Goal of the exercise
Copy the lines of the material below word for word, starting at the line containing "Find the iron" and ending at the line containing "[[[248,69],[350,45],[349,0],[0,0],[0,69]]]". Leave the pictures out of your copy.

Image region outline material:
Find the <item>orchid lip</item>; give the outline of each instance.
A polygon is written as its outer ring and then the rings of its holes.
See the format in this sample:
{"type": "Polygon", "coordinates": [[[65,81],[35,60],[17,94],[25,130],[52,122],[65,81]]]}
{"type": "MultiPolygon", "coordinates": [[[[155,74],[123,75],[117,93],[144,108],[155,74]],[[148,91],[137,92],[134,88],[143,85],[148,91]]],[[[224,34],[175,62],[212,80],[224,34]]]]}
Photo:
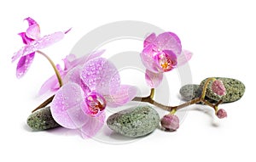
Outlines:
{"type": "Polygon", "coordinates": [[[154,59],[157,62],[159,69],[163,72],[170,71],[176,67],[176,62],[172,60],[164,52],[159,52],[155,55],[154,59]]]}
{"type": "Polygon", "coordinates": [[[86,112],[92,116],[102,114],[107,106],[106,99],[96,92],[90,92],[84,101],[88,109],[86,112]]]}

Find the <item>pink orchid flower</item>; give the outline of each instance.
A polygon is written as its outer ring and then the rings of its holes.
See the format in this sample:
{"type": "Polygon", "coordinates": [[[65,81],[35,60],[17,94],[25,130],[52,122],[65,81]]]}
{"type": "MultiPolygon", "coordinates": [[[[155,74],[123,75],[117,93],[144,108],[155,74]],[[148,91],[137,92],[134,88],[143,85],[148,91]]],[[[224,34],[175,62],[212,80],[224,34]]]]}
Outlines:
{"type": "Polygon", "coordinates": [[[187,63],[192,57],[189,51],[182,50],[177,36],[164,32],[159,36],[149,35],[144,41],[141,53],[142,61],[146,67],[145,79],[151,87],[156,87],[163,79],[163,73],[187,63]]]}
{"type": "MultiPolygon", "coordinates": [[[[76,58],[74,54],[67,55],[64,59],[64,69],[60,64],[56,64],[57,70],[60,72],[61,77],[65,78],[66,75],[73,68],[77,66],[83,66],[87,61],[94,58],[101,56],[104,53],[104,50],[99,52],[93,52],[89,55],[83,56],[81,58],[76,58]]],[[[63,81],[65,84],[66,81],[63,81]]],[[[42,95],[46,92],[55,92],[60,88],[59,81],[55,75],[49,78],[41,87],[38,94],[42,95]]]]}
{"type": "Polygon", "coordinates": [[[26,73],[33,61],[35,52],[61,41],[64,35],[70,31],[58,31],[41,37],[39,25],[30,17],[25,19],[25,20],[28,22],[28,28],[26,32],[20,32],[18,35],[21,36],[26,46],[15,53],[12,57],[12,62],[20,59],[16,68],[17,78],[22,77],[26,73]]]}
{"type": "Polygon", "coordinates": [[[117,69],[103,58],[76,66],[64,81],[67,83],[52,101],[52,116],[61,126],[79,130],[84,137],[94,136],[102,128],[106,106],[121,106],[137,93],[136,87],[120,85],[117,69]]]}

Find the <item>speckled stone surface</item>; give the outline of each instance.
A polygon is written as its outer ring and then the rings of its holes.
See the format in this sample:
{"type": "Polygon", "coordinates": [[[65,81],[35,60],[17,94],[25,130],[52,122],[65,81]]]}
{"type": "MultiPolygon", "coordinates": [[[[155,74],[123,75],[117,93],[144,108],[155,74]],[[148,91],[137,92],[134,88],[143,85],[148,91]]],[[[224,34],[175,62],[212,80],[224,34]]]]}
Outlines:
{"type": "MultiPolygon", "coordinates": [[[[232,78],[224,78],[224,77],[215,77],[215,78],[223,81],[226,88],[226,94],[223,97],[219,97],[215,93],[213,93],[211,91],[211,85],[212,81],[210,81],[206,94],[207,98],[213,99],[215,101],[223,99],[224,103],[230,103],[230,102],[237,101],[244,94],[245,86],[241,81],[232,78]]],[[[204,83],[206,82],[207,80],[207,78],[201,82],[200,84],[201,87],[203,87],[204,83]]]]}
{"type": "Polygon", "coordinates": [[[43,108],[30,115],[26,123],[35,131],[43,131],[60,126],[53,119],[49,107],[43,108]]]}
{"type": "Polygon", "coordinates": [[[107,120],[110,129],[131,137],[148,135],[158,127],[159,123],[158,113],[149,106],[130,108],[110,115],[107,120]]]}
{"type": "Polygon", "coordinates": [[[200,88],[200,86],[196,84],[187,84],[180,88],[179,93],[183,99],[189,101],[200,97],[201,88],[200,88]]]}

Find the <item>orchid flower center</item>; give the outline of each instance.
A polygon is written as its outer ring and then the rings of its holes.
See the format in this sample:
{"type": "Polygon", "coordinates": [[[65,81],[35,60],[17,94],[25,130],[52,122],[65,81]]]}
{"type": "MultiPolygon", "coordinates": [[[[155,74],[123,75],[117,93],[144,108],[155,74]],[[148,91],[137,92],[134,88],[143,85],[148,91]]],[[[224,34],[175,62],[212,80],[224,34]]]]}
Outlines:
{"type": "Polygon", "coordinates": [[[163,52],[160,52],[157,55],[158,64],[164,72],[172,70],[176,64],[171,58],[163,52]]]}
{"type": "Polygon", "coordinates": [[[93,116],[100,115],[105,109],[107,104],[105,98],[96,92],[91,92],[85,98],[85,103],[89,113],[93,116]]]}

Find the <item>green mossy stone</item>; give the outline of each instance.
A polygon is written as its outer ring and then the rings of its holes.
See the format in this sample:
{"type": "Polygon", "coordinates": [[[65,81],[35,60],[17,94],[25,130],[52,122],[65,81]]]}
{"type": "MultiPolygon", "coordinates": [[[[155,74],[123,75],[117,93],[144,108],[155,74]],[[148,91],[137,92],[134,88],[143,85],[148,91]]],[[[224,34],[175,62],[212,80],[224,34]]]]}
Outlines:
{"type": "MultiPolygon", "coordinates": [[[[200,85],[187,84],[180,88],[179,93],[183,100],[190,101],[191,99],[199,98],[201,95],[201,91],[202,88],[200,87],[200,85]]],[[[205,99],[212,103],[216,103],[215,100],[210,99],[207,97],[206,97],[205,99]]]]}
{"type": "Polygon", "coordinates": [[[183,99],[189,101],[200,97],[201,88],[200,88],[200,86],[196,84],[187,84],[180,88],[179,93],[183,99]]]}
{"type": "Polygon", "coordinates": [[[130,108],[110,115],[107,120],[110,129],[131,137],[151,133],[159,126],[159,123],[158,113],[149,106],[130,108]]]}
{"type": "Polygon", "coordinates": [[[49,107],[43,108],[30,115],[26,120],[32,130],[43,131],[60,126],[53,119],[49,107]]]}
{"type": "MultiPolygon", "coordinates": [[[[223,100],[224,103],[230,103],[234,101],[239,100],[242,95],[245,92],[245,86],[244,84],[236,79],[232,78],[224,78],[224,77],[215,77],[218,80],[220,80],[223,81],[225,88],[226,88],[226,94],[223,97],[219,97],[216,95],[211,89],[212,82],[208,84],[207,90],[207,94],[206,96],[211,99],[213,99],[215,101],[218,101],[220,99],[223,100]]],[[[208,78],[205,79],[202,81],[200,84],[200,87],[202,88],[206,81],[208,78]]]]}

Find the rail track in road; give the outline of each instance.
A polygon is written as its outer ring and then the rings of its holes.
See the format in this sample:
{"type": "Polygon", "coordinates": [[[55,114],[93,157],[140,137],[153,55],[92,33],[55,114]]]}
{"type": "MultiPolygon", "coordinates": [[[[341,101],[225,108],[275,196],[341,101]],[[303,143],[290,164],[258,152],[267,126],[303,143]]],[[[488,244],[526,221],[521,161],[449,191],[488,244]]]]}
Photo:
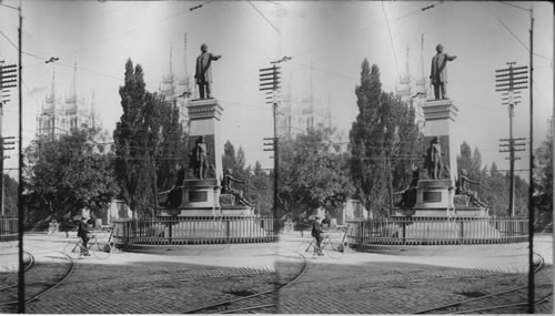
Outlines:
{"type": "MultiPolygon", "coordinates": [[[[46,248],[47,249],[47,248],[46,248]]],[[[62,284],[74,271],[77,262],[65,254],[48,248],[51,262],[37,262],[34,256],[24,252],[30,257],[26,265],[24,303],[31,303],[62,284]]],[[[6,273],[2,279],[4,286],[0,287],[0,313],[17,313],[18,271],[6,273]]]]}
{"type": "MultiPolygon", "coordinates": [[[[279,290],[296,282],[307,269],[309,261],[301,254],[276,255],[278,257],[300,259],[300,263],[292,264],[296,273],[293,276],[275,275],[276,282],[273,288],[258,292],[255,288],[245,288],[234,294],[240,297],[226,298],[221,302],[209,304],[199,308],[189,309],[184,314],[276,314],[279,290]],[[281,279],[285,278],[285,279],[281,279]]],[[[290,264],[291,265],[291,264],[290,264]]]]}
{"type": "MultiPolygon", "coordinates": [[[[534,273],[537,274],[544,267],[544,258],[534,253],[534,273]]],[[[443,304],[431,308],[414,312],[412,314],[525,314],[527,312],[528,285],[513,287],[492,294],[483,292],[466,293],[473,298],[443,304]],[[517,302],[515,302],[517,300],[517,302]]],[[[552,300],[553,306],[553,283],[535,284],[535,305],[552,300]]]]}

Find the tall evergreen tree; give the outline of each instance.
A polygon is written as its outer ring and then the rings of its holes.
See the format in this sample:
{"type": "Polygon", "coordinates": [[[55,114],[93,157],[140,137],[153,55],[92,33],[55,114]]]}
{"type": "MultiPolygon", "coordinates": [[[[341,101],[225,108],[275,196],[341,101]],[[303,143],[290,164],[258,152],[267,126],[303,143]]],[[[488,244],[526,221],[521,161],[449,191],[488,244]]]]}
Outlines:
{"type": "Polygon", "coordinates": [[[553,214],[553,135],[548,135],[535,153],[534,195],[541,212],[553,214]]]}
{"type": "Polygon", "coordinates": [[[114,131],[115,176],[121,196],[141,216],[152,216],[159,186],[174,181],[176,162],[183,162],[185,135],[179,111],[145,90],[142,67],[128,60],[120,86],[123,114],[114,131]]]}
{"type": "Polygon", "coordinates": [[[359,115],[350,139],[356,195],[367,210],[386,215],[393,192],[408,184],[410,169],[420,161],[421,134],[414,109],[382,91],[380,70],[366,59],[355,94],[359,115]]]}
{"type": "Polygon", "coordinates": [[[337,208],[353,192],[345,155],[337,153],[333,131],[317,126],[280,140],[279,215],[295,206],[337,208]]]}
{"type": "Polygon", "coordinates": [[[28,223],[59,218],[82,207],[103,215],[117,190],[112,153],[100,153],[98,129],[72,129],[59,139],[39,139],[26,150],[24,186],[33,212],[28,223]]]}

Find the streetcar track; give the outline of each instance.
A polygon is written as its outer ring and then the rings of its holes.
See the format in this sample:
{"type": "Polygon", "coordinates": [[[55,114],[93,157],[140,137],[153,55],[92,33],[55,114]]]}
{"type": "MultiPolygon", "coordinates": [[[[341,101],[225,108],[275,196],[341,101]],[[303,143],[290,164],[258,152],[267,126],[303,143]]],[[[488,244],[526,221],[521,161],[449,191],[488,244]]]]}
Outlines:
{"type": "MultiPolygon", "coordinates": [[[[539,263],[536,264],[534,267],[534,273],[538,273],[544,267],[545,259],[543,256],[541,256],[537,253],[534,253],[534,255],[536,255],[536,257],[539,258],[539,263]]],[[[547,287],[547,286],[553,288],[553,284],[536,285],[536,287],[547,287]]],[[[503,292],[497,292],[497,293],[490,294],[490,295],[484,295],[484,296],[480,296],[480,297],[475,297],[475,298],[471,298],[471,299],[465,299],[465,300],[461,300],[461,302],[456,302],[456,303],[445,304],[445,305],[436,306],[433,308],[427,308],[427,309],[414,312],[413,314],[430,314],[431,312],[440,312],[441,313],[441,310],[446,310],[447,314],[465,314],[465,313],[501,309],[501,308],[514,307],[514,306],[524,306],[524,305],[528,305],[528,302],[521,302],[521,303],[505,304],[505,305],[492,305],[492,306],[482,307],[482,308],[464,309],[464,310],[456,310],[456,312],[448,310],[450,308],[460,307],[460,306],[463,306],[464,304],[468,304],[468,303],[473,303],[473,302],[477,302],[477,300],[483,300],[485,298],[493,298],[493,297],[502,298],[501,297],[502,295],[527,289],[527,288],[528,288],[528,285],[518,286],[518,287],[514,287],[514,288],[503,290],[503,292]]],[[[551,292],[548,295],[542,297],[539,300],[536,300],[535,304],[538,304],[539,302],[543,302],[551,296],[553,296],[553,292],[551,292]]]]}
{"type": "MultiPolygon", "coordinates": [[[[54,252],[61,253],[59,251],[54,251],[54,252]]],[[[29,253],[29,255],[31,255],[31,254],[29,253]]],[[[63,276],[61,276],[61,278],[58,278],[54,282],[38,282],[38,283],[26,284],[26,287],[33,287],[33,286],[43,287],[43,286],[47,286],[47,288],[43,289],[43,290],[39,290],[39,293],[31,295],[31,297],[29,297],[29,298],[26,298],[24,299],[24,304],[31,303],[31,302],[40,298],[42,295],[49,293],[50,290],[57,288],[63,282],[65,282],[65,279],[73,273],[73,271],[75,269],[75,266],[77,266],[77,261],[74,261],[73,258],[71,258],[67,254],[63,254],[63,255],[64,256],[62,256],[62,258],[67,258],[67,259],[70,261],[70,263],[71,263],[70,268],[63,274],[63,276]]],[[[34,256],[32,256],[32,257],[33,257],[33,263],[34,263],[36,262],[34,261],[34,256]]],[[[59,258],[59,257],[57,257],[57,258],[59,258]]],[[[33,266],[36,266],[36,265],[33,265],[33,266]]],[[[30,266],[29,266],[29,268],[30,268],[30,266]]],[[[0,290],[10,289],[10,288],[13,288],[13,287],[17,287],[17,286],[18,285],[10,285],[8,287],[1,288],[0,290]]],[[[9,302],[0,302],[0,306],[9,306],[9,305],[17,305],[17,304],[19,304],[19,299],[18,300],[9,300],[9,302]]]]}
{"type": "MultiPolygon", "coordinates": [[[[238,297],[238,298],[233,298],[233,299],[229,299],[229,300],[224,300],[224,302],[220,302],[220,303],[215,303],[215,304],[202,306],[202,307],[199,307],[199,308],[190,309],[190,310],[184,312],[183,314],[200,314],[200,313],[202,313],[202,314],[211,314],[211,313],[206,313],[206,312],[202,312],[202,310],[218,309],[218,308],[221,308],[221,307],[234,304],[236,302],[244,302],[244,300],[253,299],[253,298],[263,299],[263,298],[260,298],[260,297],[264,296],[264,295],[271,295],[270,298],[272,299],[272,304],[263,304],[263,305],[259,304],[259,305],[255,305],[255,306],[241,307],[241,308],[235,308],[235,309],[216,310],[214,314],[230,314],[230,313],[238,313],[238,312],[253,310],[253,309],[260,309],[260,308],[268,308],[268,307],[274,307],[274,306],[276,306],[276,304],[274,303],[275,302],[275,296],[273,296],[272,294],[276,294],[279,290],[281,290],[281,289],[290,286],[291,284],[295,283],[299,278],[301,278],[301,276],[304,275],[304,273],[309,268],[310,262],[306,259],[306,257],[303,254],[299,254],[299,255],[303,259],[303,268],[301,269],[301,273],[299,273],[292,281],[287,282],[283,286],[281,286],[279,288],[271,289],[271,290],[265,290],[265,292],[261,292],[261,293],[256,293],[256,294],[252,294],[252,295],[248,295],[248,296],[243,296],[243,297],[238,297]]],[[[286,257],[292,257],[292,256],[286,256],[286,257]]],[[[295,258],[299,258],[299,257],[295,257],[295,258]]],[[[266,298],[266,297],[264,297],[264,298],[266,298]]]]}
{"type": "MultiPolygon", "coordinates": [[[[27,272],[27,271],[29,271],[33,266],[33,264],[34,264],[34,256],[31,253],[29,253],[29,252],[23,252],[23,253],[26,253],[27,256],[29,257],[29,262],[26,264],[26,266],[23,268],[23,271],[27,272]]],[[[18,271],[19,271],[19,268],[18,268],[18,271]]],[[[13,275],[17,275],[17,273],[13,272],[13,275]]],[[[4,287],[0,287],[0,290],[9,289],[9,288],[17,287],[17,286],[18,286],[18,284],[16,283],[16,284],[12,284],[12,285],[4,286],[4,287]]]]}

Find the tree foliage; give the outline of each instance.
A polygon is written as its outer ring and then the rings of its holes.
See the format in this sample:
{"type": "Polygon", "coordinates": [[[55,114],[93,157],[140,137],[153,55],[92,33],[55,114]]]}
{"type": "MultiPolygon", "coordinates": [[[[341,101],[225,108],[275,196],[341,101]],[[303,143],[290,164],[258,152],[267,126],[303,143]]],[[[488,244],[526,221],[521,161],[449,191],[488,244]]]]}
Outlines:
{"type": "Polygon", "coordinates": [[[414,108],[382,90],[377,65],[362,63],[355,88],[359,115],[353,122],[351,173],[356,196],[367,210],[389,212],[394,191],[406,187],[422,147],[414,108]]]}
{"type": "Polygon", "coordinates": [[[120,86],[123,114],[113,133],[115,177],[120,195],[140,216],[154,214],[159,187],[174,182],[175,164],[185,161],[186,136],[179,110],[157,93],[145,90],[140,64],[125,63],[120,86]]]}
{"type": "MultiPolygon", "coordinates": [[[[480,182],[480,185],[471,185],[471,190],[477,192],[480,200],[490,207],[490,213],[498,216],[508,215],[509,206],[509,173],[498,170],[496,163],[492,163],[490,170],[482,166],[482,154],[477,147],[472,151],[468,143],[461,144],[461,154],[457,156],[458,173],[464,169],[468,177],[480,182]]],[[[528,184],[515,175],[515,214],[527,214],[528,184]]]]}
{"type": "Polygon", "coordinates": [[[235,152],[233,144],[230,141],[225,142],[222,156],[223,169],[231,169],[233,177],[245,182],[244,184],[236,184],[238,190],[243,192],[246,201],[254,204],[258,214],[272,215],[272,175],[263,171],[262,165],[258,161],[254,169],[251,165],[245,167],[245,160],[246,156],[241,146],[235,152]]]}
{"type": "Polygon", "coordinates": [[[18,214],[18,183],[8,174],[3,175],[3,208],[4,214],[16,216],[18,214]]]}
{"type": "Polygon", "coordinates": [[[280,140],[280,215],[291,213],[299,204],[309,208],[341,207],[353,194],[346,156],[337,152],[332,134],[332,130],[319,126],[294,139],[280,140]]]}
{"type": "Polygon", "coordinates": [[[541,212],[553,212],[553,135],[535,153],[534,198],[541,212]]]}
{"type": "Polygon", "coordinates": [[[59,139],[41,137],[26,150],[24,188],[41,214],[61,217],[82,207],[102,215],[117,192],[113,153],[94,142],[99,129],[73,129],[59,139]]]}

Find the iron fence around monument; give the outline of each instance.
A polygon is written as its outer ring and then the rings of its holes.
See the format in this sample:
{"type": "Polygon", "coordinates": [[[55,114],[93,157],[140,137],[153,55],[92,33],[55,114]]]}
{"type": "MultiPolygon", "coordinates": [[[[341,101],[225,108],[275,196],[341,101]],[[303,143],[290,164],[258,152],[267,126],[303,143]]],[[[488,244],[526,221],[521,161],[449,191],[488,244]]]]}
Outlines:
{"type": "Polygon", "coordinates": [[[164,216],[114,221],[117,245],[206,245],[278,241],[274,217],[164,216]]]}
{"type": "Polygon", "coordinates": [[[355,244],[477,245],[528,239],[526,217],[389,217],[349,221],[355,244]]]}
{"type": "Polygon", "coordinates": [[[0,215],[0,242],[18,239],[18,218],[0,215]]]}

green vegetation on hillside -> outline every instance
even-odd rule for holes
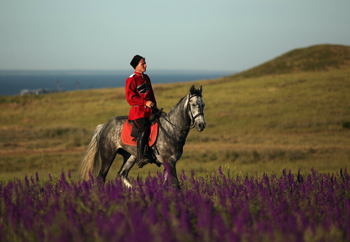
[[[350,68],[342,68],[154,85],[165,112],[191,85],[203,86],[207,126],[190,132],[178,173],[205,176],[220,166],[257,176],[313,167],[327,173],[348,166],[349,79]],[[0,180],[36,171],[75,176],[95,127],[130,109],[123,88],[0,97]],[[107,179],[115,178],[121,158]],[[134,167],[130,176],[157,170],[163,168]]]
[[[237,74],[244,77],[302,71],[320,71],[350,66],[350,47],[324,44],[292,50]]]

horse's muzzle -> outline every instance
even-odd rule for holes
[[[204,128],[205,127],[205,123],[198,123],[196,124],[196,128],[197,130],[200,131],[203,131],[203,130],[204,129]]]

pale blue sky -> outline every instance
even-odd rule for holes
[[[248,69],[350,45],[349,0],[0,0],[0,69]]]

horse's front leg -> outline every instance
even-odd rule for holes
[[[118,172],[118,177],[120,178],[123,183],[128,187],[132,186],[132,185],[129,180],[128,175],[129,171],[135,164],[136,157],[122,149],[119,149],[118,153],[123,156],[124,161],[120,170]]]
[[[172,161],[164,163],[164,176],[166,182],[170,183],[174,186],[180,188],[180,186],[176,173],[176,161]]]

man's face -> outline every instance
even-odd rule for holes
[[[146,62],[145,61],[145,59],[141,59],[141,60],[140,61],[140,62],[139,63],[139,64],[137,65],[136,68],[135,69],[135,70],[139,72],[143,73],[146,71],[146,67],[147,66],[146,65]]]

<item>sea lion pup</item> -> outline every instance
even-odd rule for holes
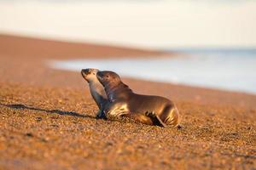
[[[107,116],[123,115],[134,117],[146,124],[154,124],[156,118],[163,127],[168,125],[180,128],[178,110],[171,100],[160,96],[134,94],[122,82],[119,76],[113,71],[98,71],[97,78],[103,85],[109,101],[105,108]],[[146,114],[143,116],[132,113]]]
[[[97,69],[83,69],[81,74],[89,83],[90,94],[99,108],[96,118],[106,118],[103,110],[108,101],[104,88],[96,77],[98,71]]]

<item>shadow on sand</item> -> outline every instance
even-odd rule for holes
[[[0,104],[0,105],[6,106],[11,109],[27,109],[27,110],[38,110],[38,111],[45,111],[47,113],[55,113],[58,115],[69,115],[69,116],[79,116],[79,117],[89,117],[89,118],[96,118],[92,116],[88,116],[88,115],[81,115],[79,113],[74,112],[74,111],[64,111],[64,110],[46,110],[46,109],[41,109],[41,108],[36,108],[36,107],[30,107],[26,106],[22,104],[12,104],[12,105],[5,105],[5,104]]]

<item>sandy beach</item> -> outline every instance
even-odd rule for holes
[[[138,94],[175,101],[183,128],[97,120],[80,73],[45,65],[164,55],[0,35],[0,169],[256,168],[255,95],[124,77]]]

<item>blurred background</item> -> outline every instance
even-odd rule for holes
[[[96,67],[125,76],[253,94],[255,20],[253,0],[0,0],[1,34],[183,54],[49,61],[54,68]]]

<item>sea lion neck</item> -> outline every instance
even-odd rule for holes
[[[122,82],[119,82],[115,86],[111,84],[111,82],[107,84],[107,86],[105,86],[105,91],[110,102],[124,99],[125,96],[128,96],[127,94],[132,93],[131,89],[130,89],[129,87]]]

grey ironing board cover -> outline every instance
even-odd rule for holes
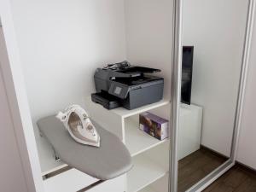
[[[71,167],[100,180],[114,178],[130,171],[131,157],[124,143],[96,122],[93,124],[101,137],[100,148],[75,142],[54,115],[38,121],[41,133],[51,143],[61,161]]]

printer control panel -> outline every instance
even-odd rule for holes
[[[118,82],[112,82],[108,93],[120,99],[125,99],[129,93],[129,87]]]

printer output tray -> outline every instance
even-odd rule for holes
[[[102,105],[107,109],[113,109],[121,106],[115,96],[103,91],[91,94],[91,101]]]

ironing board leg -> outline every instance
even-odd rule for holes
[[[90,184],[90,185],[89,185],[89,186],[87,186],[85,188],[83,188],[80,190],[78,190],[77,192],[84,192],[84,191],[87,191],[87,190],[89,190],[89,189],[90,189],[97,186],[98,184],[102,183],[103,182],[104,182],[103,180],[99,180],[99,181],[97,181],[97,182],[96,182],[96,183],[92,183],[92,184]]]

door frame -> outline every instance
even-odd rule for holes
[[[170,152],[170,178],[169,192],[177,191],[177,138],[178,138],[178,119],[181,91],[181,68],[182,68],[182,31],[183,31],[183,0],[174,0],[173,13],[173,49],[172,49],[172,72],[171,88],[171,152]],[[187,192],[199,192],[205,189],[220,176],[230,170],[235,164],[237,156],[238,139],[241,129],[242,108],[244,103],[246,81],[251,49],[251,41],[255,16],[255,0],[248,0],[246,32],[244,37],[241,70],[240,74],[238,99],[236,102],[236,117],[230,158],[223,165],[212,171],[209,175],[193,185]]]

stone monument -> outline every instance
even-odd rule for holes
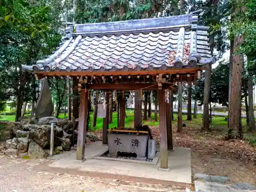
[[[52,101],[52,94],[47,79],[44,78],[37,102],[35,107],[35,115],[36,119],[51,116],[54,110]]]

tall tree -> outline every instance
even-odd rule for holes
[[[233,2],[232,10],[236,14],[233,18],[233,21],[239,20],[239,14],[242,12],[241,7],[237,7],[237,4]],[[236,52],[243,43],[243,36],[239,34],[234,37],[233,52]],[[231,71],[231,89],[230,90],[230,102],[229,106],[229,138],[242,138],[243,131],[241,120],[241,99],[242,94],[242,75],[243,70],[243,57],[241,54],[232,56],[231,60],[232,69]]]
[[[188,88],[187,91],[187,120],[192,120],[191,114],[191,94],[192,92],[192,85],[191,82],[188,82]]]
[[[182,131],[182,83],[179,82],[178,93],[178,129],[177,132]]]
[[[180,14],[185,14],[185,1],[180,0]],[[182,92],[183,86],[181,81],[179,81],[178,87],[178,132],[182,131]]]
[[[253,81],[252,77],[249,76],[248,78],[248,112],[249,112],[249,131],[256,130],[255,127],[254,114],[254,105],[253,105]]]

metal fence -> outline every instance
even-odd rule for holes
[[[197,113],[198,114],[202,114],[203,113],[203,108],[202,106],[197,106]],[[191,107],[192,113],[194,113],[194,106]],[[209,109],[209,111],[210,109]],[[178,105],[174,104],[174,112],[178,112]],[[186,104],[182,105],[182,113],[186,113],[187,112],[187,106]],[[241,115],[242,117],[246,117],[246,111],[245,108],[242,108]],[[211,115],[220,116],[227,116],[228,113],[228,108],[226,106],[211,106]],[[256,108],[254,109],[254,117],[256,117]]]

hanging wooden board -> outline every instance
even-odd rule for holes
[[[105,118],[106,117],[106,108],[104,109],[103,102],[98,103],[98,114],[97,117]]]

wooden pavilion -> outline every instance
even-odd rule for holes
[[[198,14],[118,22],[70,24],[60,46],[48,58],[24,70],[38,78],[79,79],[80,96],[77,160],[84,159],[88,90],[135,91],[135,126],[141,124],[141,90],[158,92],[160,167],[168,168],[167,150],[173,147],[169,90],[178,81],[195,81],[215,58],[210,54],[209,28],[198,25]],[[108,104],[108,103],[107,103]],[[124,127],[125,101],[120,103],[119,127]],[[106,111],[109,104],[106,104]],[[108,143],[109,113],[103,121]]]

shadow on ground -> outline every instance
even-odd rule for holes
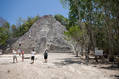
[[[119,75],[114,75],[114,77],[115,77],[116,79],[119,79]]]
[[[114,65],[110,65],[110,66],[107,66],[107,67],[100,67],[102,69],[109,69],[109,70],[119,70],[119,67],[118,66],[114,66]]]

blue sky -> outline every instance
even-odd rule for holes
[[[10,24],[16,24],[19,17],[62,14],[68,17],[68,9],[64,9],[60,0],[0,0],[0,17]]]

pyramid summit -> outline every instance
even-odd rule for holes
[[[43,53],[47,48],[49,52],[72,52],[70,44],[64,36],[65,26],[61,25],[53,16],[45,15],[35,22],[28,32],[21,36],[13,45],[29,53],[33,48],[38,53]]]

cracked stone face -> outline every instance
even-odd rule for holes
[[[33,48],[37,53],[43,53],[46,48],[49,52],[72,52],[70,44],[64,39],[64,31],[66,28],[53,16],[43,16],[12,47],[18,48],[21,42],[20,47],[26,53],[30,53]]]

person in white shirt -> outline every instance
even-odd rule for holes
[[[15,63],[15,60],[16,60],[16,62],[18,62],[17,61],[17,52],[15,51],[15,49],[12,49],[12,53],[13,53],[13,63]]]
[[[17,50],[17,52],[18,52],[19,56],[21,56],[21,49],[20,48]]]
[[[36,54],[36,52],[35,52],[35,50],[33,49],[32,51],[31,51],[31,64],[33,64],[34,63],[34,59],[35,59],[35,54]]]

Solution
Find the iron fence around monument; give the outline of each instance.
A polygon is written as its outer ring and then the rings of its holes.
See the format in this sample:
{"type": "Polygon", "coordinates": [[[55,114],[93,157],[140,137],[153,55],[92,33],[55,114]]]}
{"type": "MultiPolygon", "coordinates": [[[[341,101],[225,108],[275,196],[341,101]],[[303,143],[290,164],[258,152],[267,126],[303,143]]],[[[488,244],[526,221],[521,161],[449,191],[488,244]]]]}
Outlines:
{"type": "Polygon", "coordinates": [[[164,216],[114,221],[117,245],[206,245],[278,241],[274,217],[164,216]]]}
{"type": "Polygon", "coordinates": [[[355,244],[477,245],[528,239],[526,217],[389,217],[349,221],[355,244]]]}
{"type": "Polygon", "coordinates": [[[0,215],[0,242],[18,239],[18,218],[0,215]]]}

green vegetation on hillside -> outline every instance
even-odd rule for holes
[[[350,68],[342,68],[154,85],[165,112],[191,85],[203,86],[207,126],[190,132],[178,173],[205,176],[220,166],[257,176],[313,167],[327,173],[348,166],[349,79]],[[0,180],[36,171],[75,176],[95,127],[130,109],[123,88],[0,97]],[[107,179],[115,178],[121,158]],[[134,167],[130,176],[157,170],[163,168]]]
[[[237,74],[244,77],[302,71],[320,71],[350,66],[350,47],[324,44],[292,50]]]

horse's muzzle -> outline every instance
even-odd rule for holes
[[[204,128],[205,127],[205,123],[198,123],[196,124],[196,128],[197,130],[200,131],[203,131],[203,130],[204,129]]]

pale blue sky -> outline every instance
even-odd rule for holes
[[[248,69],[350,45],[349,0],[0,0],[0,69]]]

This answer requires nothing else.